- _DIRECTIONS FOR THIS TASK_:
Carry on the forum thread about head gasket labor time, starting right after its last line.

- _SELECTED TEXT_:
▶
# Head Gasket Change (labor time)



## knine (Dec 13, 2006)

*BLOWN Head Gasket*

I notice a coolant leak a month ago..i replace the coolant tank cap that was leaking air...
Now i still notice that the water level as drop and i got misfire on cylinder 2 when engine is cold for about 5 sec then its ok...
I open the oil filling cap and notice some white stuff.I assume its a head gasket....the car has 115 000 miles
There is also a smell of coolant from exhaust
I want to know how many labor time is needed to change the head gasket on my 2003 1.8T AWP

_Modified by knine at 11:13 AM 2-5-2009_

_Modified by knine at 11:17 AM 2-5-2009_


_Modified by knine at 9:45 AM 2-16-2009_


----------



## PimpMyRide (Apr 30, 2004)

*Re: Head Gasket Change (knine)*

Most shops will quote you 10-20 hours... Its a case by case scenario, when they go in there certain parts might break etc etc so it all depends on how easy the install was.


----------



## skatepopwar182 (Jul 15, 2008)

*Re: Head Gasket Change (PimpMyRide)*


_Quote, originally posted by *PimpMyRide* »_Most shops will quote you 10-20 hours... Its a case by case scenario, when they go in there certain parts might break etc etc so it all depends on how easy the install was.

10-20 hours? my friend got rods on his car and i think it was like 10 hours total. I would think for just a head gasket it would be alot less.


----------



## BLK01DUB (Sep 15, 2007)

*Re: Head Gasket Change (skatepopwar182)*

i work at a chevy dealership, they must accomidate time for the mechanics to stand around. lol 
but no 10 hours is around there. i just did one on my ranger and it took me about 8 hours but that was with 2 people doing it and fixing other stuff we broke in the process.


----------



## [email protected] (Feb 3, 2009)
◀
- _SUPPLIED INFORMATION_:
▶
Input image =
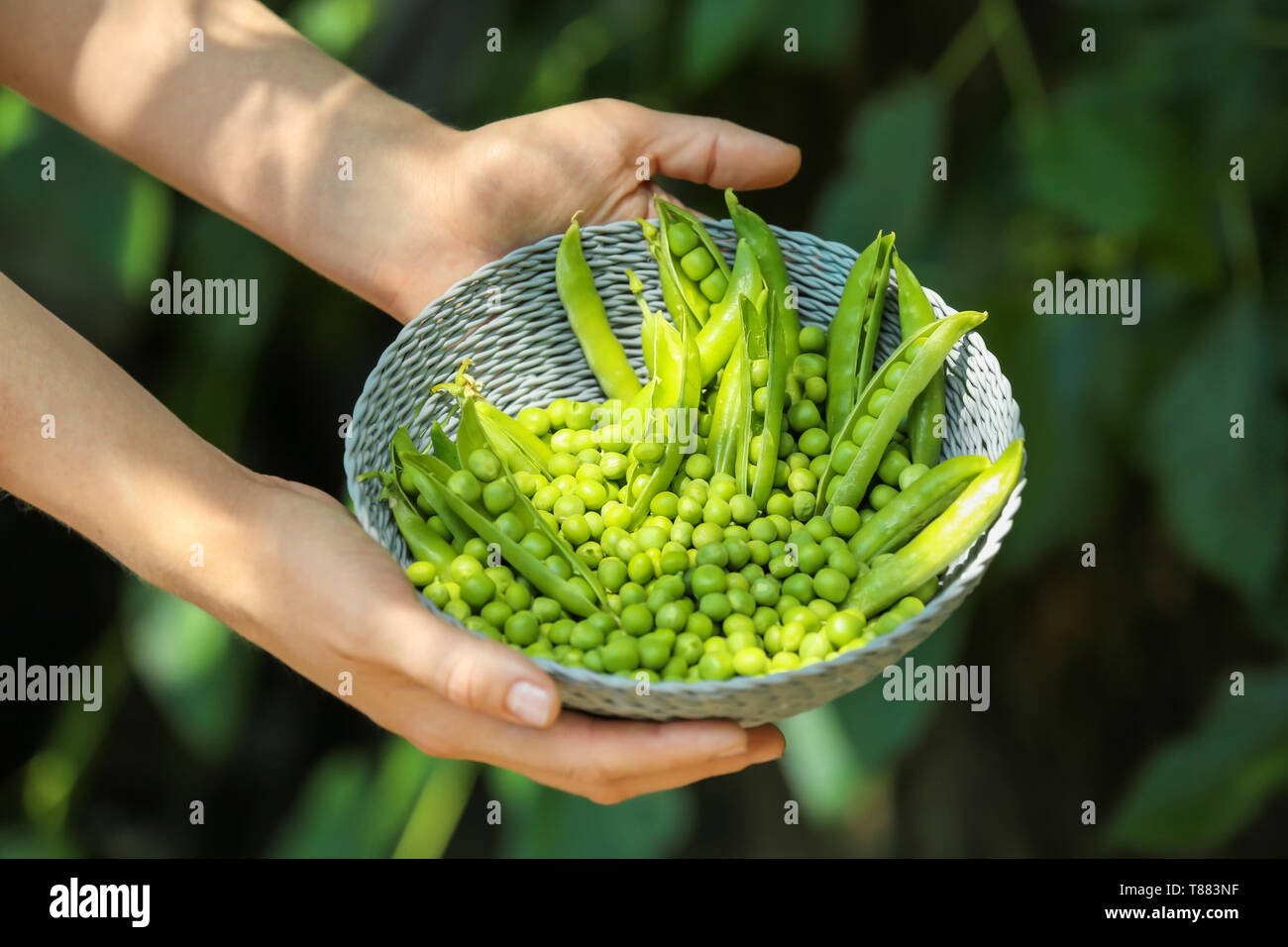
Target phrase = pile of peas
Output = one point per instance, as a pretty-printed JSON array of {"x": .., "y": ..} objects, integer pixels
[{"x": 708, "y": 585}]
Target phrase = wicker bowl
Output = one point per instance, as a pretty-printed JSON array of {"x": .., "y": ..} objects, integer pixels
[{"x": 509, "y": 320}]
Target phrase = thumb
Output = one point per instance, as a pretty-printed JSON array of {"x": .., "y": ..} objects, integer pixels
[
  {"x": 473, "y": 673},
  {"x": 712, "y": 151}
]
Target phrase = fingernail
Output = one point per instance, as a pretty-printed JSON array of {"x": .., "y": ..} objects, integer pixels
[{"x": 529, "y": 702}]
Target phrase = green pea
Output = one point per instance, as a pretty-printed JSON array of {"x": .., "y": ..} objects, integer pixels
[
  {"x": 688, "y": 647},
  {"x": 699, "y": 625},
  {"x": 785, "y": 661},
  {"x": 483, "y": 464},
  {"x": 862, "y": 427},
  {"x": 621, "y": 655},
  {"x": 881, "y": 495},
  {"x": 520, "y": 628},
  {"x": 438, "y": 594},
  {"x": 535, "y": 419},
  {"x": 675, "y": 671},
  {"x": 478, "y": 590},
  {"x": 496, "y": 612},
  {"x": 741, "y": 600},
  {"x": 814, "y": 644},
  {"x": 716, "y": 512},
  {"x": 738, "y": 553},
  {"x": 655, "y": 651},
  {"x": 809, "y": 365},
  {"x": 516, "y": 595},
  {"x": 561, "y": 631},
  {"x": 715, "y": 605},
  {"x": 584, "y": 637},
  {"x": 421, "y": 573},
  {"x": 750, "y": 661},
  {"x": 713, "y": 286},
  {"x": 716, "y": 665},
  {"x": 811, "y": 339},
  {"x": 799, "y": 585},
  {"x": 842, "y": 628},
  {"x": 804, "y": 415}
]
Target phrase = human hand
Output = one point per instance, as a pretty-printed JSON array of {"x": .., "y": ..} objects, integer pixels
[
  {"x": 325, "y": 598},
  {"x": 515, "y": 180}
]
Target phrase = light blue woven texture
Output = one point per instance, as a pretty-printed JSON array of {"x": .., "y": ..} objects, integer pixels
[{"x": 509, "y": 320}]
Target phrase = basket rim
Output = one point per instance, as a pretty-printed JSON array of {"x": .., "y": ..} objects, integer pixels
[{"x": 935, "y": 612}]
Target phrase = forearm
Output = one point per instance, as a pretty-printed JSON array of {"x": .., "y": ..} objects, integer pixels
[
  {"x": 254, "y": 127},
  {"x": 82, "y": 441}
]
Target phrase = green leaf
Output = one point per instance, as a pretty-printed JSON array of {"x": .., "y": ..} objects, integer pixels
[
  {"x": 819, "y": 764},
  {"x": 715, "y": 35},
  {"x": 1199, "y": 789},
  {"x": 1224, "y": 497},
  {"x": 191, "y": 667},
  {"x": 542, "y": 822},
  {"x": 885, "y": 179},
  {"x": 880, "y": 731},
  {"x": 334, "y": 26}
]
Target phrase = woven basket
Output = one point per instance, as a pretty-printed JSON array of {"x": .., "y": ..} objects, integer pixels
[{"x": 509, "y": 320}]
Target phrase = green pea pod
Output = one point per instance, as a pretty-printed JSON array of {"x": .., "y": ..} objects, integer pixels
[
  {"x": 771, "y": 431},
  {"x": 669, "y": 215},
  {"x": 648, "y": 325},
  {"x": 905, "y": 517},
  {"x": 420, "y": 467},
  {"x": 469, "y": 432},
  {"x": 914, "y": 312},
  {"x": 527, "y": 565},
  {"x": 671, "y": 295},
  {"x": 948, "y": 536},
  {"x": 425, "y": 544},
  {"x": 729, "y": 418},
  {"x": 939, "y": 341},
  {"x": 510, "y": 441},
  {"x": 872, "y": 317},
  {"x": 845, "y": 335},
  {"x": 769, "y": 256},
  {"x": 724, "y": 328},
  {"x": 589, "y": 320},
  {"x": 443, "y": 446}
]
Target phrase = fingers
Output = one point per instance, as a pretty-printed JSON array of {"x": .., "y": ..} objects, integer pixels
[
  {"x": 469, "y": 672},
  {"x": 711, "y": 151}
]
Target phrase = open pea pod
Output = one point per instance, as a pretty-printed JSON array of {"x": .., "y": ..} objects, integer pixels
[
  {"x": 671, "y": 294},
  {"x": 420, "y": 467},
  {"x": 425, "y": 544},
  {"x": 913, "y": 508},
  {"x": 722, "y": 330},
  {"x": 752, "y": 228},
  {"x": 855, "y": 325},
  {"x": 771, "y": 431},
  {"x": 730, "y": 415},
  {"x": 949, "y": 535},
  {"x": 934, "y": 343},
  {"x": 443, "y": 446},
  {"x": 696, "y": 262},
  {"x": 914, "y": 312},
  {"x": 524, "y": 562}
]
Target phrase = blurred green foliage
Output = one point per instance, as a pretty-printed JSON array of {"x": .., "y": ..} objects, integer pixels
[{"x": 1109, "y": 684}]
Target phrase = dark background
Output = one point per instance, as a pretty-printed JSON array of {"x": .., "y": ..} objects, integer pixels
[{"x": 1108, "y": 684}]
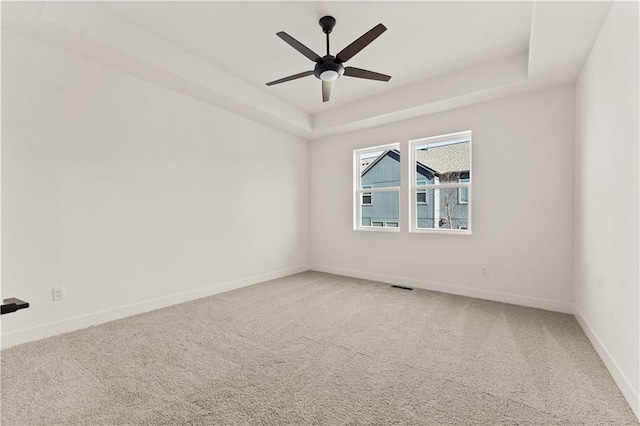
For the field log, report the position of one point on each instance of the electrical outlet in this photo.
(58, 294)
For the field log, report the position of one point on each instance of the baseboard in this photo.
(76, 323)
(533, 302)
(631, 395)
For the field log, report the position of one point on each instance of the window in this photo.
(440, 184)
(377, 188)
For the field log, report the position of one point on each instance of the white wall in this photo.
(607, 197)
(522, 206)
(126, 193)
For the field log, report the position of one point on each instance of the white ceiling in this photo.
(440, 54)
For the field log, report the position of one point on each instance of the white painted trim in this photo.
(533, 302)
(77, 323)
(631, 395)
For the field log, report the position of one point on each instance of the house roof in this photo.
(446, 158)
(439, 159)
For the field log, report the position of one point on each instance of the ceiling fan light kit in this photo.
(329, 68)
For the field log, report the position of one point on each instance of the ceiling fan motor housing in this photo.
(328, 69)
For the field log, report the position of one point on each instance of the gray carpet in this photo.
(315, 348)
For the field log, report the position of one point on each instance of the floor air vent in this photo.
(401, 287)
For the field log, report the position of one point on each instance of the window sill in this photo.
(441, 231)
(377, 229)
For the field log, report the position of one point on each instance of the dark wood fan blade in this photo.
(291, 77)
(326, 90)
(360, 73)
(299, 46)
(349, 51)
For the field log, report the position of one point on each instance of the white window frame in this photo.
(363, 195)
(358, 190)
(414, 188)
(423, 184)
(460, 200)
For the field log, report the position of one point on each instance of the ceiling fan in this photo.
(329, 68)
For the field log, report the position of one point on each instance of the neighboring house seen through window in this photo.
(377, 176)
(439, 185)
(442, 164)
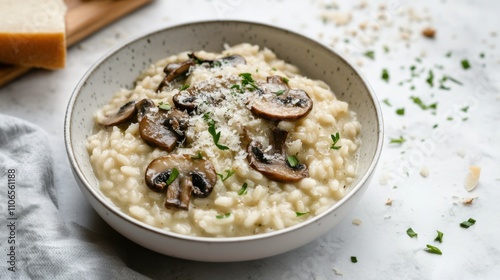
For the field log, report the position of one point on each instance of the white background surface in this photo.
(465, 30)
◀
- _EXPECTED OUTPUT_:
*Re: Head Gasket Change (BLK01DUB)*

A general head gasket job is usually around 8 hours on these cars. This isnt dealer, but private shop. You arent in my area, but I would budget around 1200 with all parts for an expensive shop.
Is one plug specifically white white, or a piston looks super clean I would suspect it, but I dont really see head gaskets go at all on these cars. I would assume a damaged oil cooler or a damaged stock turbo before that.


_Modified by [email protected] at 10:53 PM 2-5-2009_


----------



## knine (Dec 13, 2006)

*Re: Head Gasket Change ([email protected])*


_Quote, originally posted by *[email protected]* »_A general head gasket job is usually around 8 hours on these cars. This isnt dealer, but private shop. You arent in my area, but I would budget around 1200 with all parts for an expensive shop.
Is one plug specifically white white, or a piston looks super clean I would suspect it, but I dont really see head gaskets go at all on these cars. I would assume a damaged oil cooler or a damaged stock turbo before that.

_Modified by [email protected] at 10:53 PM 2-5-2009_

I will look at the plugs tonight
I will get back to
BTW the car still pull strong....my friend rx8 still cannot pass me on the highway !
thanks for that info Ed !!



_Modified by knine at 8:59 AM 2-6-2009_


----------



## EF9Si (Dec 12, 2003)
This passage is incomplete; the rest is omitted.